* BEGIN EXCERPTED TEXT *

May. 4, 2016


Hussein Fouad El Ghazzwy

UAE, Abu Dhabi

Hussein Fouad El Ghazzwy

General Manager & Vice President-UAE, Schlumberger

"There is pressure from our customers to reduce costs, and we are working with them on this."

BIO

Prior to becoming General Manager & Vice President-UAE at Schlumberger, Hussein Fouad El Ghazzwy was General Manager in Yemen, a position he had held since 2007. He started his career with Schlumberger in 1984 as a Field Engineer in multiple locations across North and West Africa, the Middle East, and Asia. He has a degree in geology and geophysics and a master’s in petroleum geology from Ain Shams University, Egypt.

OPEC is going to raise the ceiling of production. How does this affect Schlumberger?

From a UAE perspective, the market will be challenging in 2016. We don't see any significant delay of major projects starting. Projects yet to start may be delayed; however, ones that have already begun should continue as planned. Definitely, there is pressure from our customers to reduce costs, and we are working with them on this. We have been running a transformation program at Schlumberger since 2008. We believe that as part of our partnership with our customers we are able to pass some savings along gained through our various initiatives without compromising HSE or service quality. I also strongly believe that it is at a time like this when you should introduce new technology. New technology might be more expensive than conventional means but it is effective if we manage to demonstrate the efficiency gains and value-added to our client. Our objective is to reduce the overall cost per barrel for our clients. For example, we have a remote operation to optimize human resources. Instead of having a full crew, we reduce the crew and use various communication methods to transfer the data to our offices, where senior employees can monitor operations. This provides savings that we can share with our customers. By combining some services that we were providing to a customer, we reduce the time for a logging operation by 30%. It was a combination of new technologies and a look at the way we ran the operation. We combined a couple of runs and saved a lot on rig time.

Aside from implementing new technology, how is Schlumberger saving costs at the moment?

We started a few years ago, and this is not just a one-year plan; it is an ongoing plan that will run for several years. It is a transformation program. Part of it is remote operations, while another part is multi-skilled workers. We train our employees to be multi-skilled without diluting the specialty of the individuals. It's good for the people because they get more opportunities to develop their skills. This provides us with agility and flexibility and that definitely impacts our cost. We do equipment utilization as well. We look at how we can push more utilization out of the tools we have. This is a benefit for our customer and us.

How has the development of extended-reach drilling evolved over the past year?

As of now, ZADCO has four artificial islands and ADMA has two artificial islands. We are actively working with both clients so extended reach drilling is very active. Starting from 2016, the number of extended-reach wells drilled in Abu Dhabi will be the highest number in the region and probably worldwide, too. It is pushing the envelope in terms of the length of the drain holes and total depth and everything else. We are talking about 30,000-35,000 feet wells, going to 40,000-45,000 feet; therefore, it is definitely significant and growing.

How has the development of sour gas reserves evolved over the past year?

* END EXCERPTED TEXT *
* BEGIN RECORD SET *

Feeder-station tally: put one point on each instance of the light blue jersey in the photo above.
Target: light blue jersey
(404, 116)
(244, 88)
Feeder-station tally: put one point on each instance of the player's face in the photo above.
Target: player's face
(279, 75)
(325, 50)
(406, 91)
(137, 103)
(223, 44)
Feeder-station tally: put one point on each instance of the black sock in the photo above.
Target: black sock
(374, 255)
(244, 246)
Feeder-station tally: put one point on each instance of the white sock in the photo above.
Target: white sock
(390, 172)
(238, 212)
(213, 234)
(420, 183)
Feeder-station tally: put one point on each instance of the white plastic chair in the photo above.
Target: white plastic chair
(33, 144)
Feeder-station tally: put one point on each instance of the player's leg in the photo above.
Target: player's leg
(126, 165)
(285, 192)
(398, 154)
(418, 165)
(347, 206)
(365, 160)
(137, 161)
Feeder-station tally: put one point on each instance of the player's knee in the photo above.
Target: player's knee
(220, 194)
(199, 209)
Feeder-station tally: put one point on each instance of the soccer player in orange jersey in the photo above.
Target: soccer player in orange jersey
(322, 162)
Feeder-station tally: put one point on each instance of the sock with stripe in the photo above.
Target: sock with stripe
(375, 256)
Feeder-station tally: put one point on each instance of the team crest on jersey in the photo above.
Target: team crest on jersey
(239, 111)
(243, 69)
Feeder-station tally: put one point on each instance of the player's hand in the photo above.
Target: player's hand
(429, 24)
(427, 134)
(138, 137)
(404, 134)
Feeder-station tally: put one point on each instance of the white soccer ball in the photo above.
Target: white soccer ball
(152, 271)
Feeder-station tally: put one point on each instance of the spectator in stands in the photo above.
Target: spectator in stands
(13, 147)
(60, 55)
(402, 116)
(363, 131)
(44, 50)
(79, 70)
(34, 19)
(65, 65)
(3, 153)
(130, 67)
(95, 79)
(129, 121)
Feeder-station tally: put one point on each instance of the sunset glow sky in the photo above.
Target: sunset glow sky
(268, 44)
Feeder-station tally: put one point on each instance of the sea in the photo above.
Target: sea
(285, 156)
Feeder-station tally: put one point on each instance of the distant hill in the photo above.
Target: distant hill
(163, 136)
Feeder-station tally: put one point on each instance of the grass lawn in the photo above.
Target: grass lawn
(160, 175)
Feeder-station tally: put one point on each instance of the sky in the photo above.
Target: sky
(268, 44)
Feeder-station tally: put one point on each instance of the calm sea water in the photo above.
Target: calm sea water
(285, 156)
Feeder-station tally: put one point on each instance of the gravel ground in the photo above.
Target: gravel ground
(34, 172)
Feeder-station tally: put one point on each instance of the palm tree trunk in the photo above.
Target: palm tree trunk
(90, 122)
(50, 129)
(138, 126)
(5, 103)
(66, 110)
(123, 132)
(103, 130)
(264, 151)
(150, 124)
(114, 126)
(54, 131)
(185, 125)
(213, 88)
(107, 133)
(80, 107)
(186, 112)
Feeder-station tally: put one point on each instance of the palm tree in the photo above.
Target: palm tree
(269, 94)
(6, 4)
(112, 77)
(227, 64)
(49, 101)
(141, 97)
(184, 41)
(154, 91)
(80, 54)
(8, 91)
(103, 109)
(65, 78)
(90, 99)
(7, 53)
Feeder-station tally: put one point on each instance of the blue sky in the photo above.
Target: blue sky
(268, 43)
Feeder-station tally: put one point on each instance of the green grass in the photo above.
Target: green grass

* END RECORD SET *

→ **WHAT YOU WILL DO**:
**a.** Answer these questions using the Schlumberger interview, giving each answer on its own line:
(i) In what year did Hussein Fouad El Ghazzwy start his career with Schlumberger?
(ii) Since what year has Schlumberger been running its transformation program?
(iii) How many artificial islands does ZADCO have?
**b.** Please write out the listing lines word for word, beginning at the line that has "ground in the photo above." and stopping at the end of the listing.

→ **RESPONSES TO THE TASKS**:
**a.**
(i) 1984
(ii) 2008
(iii) Four

**b.**
Feeder-station tally: put one point on each instance of the gravel ground in the photo above.
Target: gravel ground
(34, 172)
Feeder-station tally: put one point on each instance of the palm tree trunk in the photo above.
Target: palm tree trunk
(90, 122)
(50, 129)
(138, 126)
(5, 103)
(66, 110)
(123, 132)
(103, 130)
(264, 151)
(150, 124)
(114, 126)
(54, 131)
(185, 125)
(213, 88)
(107, 133)
(80, 107)
(186, 112)
Feeder-station tally: put one point on each instance of the palm tree in the photo above.
Target: palm tree
(269, 94)
(6, 4)
(112, 77)
(227, 64)
(49, 101)
(141, 97)
(184, 41)
(154, 91)
(80, 54)
(8, 91)
(103, 109)
(65, 78)
(90, 99)
(7, 53)
Feeder-station tally: put one point on each instance of the blue sky in the photo above.
Target: blue sky
(268, 43)
Feeder-station tally: put one point on each instance of the green grass in the photo above.
Target: green grass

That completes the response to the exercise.